= Task directions =
Retype the data below word for word, leaving out the pictures.

= Excerpted records =
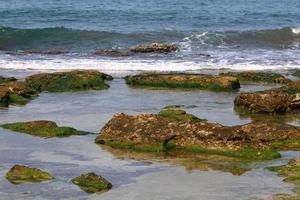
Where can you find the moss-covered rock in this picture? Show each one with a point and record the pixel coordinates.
(92, 183)
(16, 93)
(43, 128)
(69, 81)
(111, 53)
(6, 80)
(296, 73)
(257, 77)
(174, 112)
(154, 48)
(280, 100)
(19, 174)
(156, 133)
(184, 81)
(290, 172)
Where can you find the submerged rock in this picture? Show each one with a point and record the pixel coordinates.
(19, 174)
(92, 183)
(154, 48)
(175, 112)
(69, 81)
(6, 80)
(43, 128)
(280, 100)
(154, 133)
(16, 93)
(254, 77)
(184, 81)
(56, 52)
(296, 73)
(111, 53)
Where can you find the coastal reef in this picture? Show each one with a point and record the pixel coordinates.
(257, 77)
(19, 174)
(162, 133)
(279, 100)
(43, 128)
(15, 92)
(92, 183)
(184, 81)
(69, 81)
(154, 48)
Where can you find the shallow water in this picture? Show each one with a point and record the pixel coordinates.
(133, 178)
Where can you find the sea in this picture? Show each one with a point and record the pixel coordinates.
(237, 34)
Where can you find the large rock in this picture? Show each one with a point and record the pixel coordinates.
(42, 128)
(92, 183)
(154, 48)
(16, 93)
(19, 174)
(69, 81)
(280, 100)
(150, 132)
(184, 81)
(257, 77)
(111, 53)
(5, 80)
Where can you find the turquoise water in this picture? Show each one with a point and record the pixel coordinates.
(239, 34)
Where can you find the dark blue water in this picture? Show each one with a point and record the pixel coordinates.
(265, 32)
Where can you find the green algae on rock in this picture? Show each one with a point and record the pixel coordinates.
(92, 183)
(175, 112)
(154, 133)
(6, 80)
(69, 81)
(19, 174)
(154, 48)
(184, 81)
(256, 77)
(16, 93)
(296, 73)
(279, 100)
(43, 128)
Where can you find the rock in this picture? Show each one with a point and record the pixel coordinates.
(154, 48)
(19, 174)
(154, 133)
(202, 54)
(16, 93)
(92, 183)
(111, 53)
(257, 77)
(34, 51)
(184, 81)
(69, 81)
(175, 112)
(296, 73)
(290, 172)
(56, 52)
(6, 80)
(43, 128)
(280, 100)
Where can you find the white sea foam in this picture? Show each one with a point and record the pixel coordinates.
(296, 30)
(137, 65)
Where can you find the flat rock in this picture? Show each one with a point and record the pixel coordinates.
(149, 132)
(280, 100)
(154, 48)
(42, 128)
(19, 174)
(257, 77)
(111, 53)
(184, 81)
(92, 183)
(69, 81)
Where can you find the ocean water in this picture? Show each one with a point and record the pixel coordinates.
(239, 34)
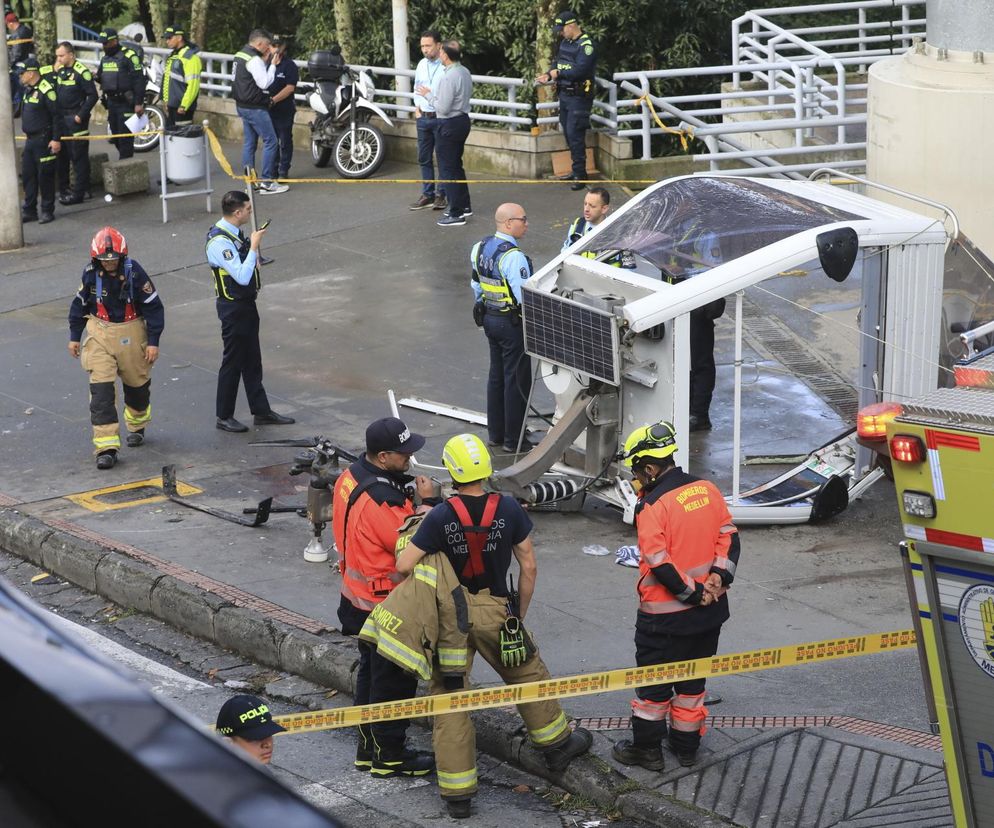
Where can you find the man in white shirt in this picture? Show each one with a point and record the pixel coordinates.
(427, 75)
(254, 74)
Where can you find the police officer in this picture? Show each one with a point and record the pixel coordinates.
(120, 310)
(180, 77)
(499, 268)
(479, 533)
(574, 77)
(689, 549)
(371, 502)
(596, 205)
(234, 261)
(77, 95)
(42, 128)
(122, 81)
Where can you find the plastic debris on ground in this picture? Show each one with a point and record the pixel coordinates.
(627, 556)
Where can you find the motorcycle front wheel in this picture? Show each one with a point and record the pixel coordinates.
(156, 121)
(363, 159)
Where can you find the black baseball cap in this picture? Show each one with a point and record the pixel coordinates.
(391, 434)
(247, 717)
(564, 18)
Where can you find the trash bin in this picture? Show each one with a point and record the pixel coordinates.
(185, 153)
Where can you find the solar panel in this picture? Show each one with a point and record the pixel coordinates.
(571, 334)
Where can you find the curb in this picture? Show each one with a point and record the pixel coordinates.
(326, 659)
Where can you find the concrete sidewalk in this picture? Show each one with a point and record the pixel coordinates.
(366, 296)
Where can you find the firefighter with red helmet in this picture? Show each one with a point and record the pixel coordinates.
(122, 315)
(689, 549)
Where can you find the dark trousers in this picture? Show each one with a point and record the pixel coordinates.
(283, 124)
(427, 131)
(389, 683)
(363, 681)
(38, 172)
(510, 378)
(241, 359)
(574, 118)
(173, 117)
(118, 111)
(702, 368)
(450, 141)
(665, 649)
(78, 154)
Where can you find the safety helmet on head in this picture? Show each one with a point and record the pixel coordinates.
(108, 244)
(467, 459)
(655, 442)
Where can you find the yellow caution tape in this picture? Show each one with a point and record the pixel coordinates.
(591, 683)
(683, 133)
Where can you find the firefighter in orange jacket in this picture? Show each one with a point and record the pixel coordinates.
(371, 503)
(689, 549)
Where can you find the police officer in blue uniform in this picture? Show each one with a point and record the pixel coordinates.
(43, 131)
(574, 77)
(234, 261)
(122, 82)
(77, 95)
(499, 268)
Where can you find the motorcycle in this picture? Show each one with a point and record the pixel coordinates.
(341, 131)
(154, 107)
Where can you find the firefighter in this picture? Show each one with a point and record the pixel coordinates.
(371, 502)
(122, 314)
(689, 549)
(479, 533)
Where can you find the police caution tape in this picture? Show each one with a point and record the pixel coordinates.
(590, 683)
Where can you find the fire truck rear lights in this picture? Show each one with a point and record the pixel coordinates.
(918, 504)
(871, 422)
(906, 448)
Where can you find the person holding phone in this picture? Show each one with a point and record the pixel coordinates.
(234, 263)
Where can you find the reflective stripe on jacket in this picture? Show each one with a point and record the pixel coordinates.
(424, 621)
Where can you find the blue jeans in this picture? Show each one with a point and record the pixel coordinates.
(426, 150)
(256, 124)
(283, 124)
(510, 378)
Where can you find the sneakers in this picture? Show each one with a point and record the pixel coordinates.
(628, 753)
(458, 808)
(406, 763)
(559, 757)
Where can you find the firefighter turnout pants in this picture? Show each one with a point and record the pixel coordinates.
(454, 737)
(110, 350)
(680, 705)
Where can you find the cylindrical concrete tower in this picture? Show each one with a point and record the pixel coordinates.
(930, 120)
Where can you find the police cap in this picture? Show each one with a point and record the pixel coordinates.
(247, 717)
(564, 18)
(27, 65)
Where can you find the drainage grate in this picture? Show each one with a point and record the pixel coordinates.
(797, 355)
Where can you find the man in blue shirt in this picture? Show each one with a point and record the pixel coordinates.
(499, 269)
(426, 76)
(234, 262)
(282, 106)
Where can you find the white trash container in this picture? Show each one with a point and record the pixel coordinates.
(185, 154)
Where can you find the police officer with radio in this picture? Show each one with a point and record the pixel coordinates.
(77, 95)
(499, 268)
(574, 76)
(122, 82)
(43, 131)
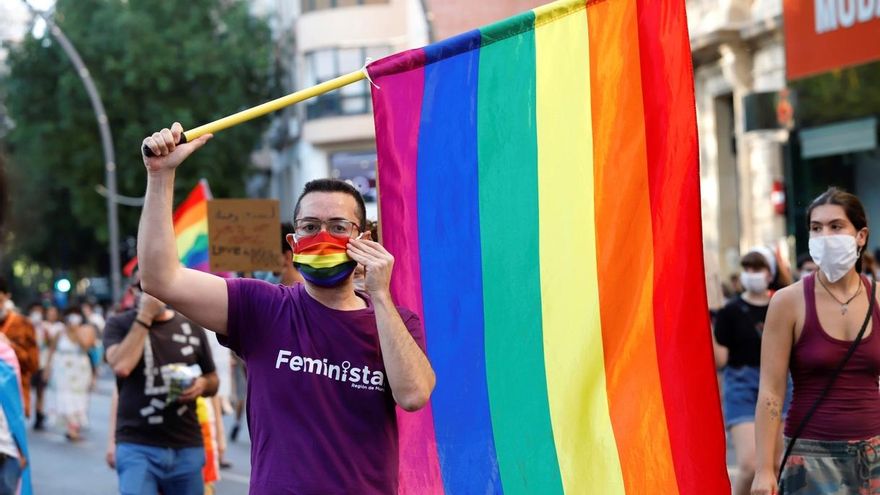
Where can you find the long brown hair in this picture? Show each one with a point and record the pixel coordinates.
(853, 208)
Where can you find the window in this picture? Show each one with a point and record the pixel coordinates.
(323, 65)
(313, 5)
(357, 168)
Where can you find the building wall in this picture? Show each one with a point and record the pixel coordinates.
(738, 49)
(451, 17)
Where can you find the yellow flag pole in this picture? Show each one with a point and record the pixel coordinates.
(268, 107)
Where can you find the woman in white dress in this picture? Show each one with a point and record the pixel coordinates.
(70, 372)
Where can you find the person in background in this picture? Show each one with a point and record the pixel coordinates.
(159, 443)
(739, 326)
(811, 328)
(869, 265)
(20, 332)
(285, 274)
(46, 334)
(110, 454)
(96, 352)
(14, 457)
(70, 372)
(223, 363)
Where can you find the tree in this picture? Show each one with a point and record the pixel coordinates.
(153, 63)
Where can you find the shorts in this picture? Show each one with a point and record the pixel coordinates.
(740, 395)
(820, 467)
(37, 381)
(144, 470)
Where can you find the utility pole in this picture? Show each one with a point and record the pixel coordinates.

= Response to the task =
Where can you find the moss-covered rock in this picture? Show each one with a point and record the pixel coordinates.
(92, 183)
(16, 93)
(43, 128)
(69, 81)
(111, 53)
(6, 80)
(296, 73)
(257, 77)
(174, 112)
(154, 48)
(280, 100)
(19, 174)
(156, 133)
(184, 81)
(290, 172)
Where can you find the submerged rock in this picture? Show each one with a point and record the pixel coordinates.
(19, 174)
(92, 183)
(154, 48)
(175, 112)
(69, 81)
(6, 80)
(43, 128)
(280, 100)
(154, 133)
(16, 93)
(254, 77)
(184, 81)
(56, 52)
(296, 73)
(111, 53)
Where can you find the coastal reef in this picture? Show each one with a point and record the pixel coordinates.
(257, 77)
(19, 174)
(162, 133)
(279, 100)
(43, 128)
(15, 92)
(92, 183)
(184, 81)
(69, 81)
(154, 48)
Where can you find the shallow water in this picture? Show each one with a point and record the pixel coordinates.
(133, 178)
Where can you find the sea in this picture? Show each one with a point and record the pixel coordinates.
(237, 34)
Where can you find the large rock in this picture? Show each one with a point and record the pixel coordinates.
(42, 128)
(92, 183)
(154, 48)
(16, 93)
(19, 174)
(69, 81)
(280, 100)
(150, 132)
(184, 81)
(257, 77)
(111, 53)
(5, 80)
Where can you find the turquoise water in this picture? Show each one with a point and record the pixel coordinates.
(239, 34)
Where can you find the dark blue water in this picture? Show each one with a point and record the pixel coordinates.
(265, 32)
Where can you find the green algae on rock in this picture? Show each one with a point and record the pixel coordinates.
(92, 183)
(175, 112)
(154, 133)
(6, 80)
(69, 81)
(19, 174)
(154, 48)
(184, 81)
(256, 77)
(16, 93)
(296, 73)
(279, 100)
(43, 128)
Where can you find the rock in this picture? Show each one with a point and record the pixel coordinates.
(154, 48)
(19, 174)
(154, 133)
(202, 54)
(16, 93)
(92, 183)
(111, 53)
(257, 77)
(34, 51)
(184, 81)
(69, 81)
(175, 112)
(296, 73)
(290, 172)
(56, 52)
(6, 80)
(43, 128)
(280, 100)
Where can you find the white sea foam in this picture? Show each one with a point and record the pixel coordinates.
(296, 30)
(137, 65)
Where can you find the flat rock in this picture? Show each one with a point and record the pixel coordinates.
(149, 132)
(280, 100)
(154, 48)
(42, 128)
(19, 174)
(257, 77)
(111, 53)
(184, 81)
(92, 183)
(69, 81)
Where can you find the ocean water in this picture? Show each one with a point and record the pixel coordinates.
(239, 34)
Where can you find the man in white shirt in this picture? Show each one with a point and record the pixel coordinates.
(427, 75)
(254, 74)
Where can you find the police officer in this picture? Show each one with a point and record the pixel coordinates.
(120, 310)
(180, 77)
(499, 268)
(479, 533)
(574, 77)
(689, 549)
(371, 502)
(596, 205)
(234, 261)
(77, 95)
(42, 128)
(122, 81)
Where can you find the plastic debris on ground in this picture? Show each one with a point and record the pixel coordinates.
(627, 556)
Where can you find the motorcycle front wheel in this picture? Show each one with a point and record the pixel coordinates.
(156, 121)
(363, 159)
Where can you find the black baseball cap in this picture? Show each one with a point and record the pixel coordinates.
(391, 434)
(247, 717)
(564, 18)
Where can you find the trash bin in this picture? Show each one with a point and record the pixel coordinates.
(185, 153)
Where can you find the solar panel in this picture? Show each one with a point and record the pixel coordinates.
(571, 334)
Where can you find the curb in this picture? Show each one with a point and record the pixel coordinates.
(326, 659)
Where can you find the concrete sidewalk in this picture? Show each one with a point and record the pixel coordinates.
(366, 296)
Where can you find the firefighter with red helmet in this picture? Show each one with a point and record the pixel coordinates.
(122, 315)
(689, 549)
Where can you find the dark trousers in this picture? Show each one with a point and record the pixel coordinates.
(283, 124)
(427, 131)
(389, 683)
(363, 681)
(38, 172)
(510, 378)
(241, 359)
(574, 118)
(173, 117)
(118, 111)
(702, 368)
(450, 141)
(665, 649)
(78, 154)
Where can you find the safety helmet on head in this picture? Show each one with a point and record the pixel coordinates.
(108, 244)
(467, 459)
(655, 442)
Where can you find the yellow caution tape in this picture? Show each one with a point and record the pixel coordinates.
(591, 683)
(683, 133)
Where can you find the firefighter in orange jacket in this picture? Show each one with a point and record the pixel coordinates.
(371, 503)
(689, 549)
Where can you find the police officer in blue uniform in this picture? Show each one with a point and record the pixel coordinates.
(43, 131)
(574, 77)
(234, 261)
(122, 82)
(77, 95)
(499, 268)
Where can you find the motorcycle in this picture? Show each one with a point and record the pixel coordinates.
(341, 131)
(154, 107)
Where can you find the firefighter in this picture? Show each one with a point and record the pixel coordinates.
(371, 502)
(122, 314)
(689, 549)
(479, 533)
Where can you find the police caution tape in this picture? Show each one with a point and record the pixel coordinates.
(590, 683)
Where can you find the fire truck rear lights in this picture? Show each one with a point and record the pixel coordinates.
(918, 504)
(871, 422)
(906, 448)
Where can you find the person holding phone in this picture? Show each one with a point and record the pixel coordinates.
(234, 263)
Where can you find the reflective stripe on jacket in this picture? Show each one with a point and record the pixel coordinates.
(424, 621)
Where can you find the blue jeans in this picture? Show each one with a point and record the pixel coordinates.
(426, 150)
(256, 124)
(283, 124)
(510, 378)
Where can you find the sneakers in this picture? Show each one with a point and record the pixel coordinates.
(628, 753)
(458, 808)
(406, 763)
(559, 757)
Where can you find the firefighter turnout pants in this picture? Show each one with a point and record the pixel coordinates.
(454, 737)
(110, 350)
(680, 705)
Where can you find the cylindrical concrete tower in this picture? Show each one with a point and record the pixel coordinates.
(930, 120)
Where can you find the police cap in this picture? Show each one with a point and record the pixel coordinates.
(247, 717)
(564, 18)
(27, 65)
Where can you find the drainage grate in this picture? Show each one with a point and record the pixel coordinates.
(797, 355)
Where can you find the man in blue shirt in this picture? Show each one with a point and record the pixel coordinates.
(499, 269)
(426, 76)
(234, 262)
(282, 106)
Where can you find the white trash container in this picture? Show each one with a point and record the pixel coordinates.
(185, 154)
Where can you find the police officer with radio in this picture? Show each one with a point and record the pixel coordinates.
(77, 95)
(499, 268)
(574, 76)
(122, 82)
(43, 131)
Where can you find the long brown hair in this picture? Show each one with a point and record the pixel coordinates.
(853, 208)
Where can you find the window in this picture? Show each one with a point and record the pixel coordinates.
(323, 65)
(313, 5)
(357, 168)
Where can you find the building wall in this picture? Show each one with a point and record the pixel coordinates.
(738, 49)
(451, 17)
Where can you find the yellow flag pole in this picture? Show each one with a point and record the pixel coordinates.
(268, 107)
Where can you find the woman in white dress in this picture? Show each one with a point and record the pixel coordinates.
(70, 372)
Where can you find the person in background in this picture? Show each one with a point and record the pixel coordinates.
(159, 443)
(739, 326)
(811, 328)
(869, 265)
(20, 332)
(285, 274)
(46, 334)
(110, 454)
(96, 352)
(14, 457)
(70, 372)
(223, 363)
Where can you find the tree in this picture? Show each one with a point and record the pixel coordinates.
(153, 63)
Where can you find the shorts in this picture? Show each one with a point and record the pixel coordinates.
(740, 395)
(820, 467)
(37, 381)
(144, 470)
Where can you find the utility pole in this picture? Show each one with a point and record the pixel coordinates.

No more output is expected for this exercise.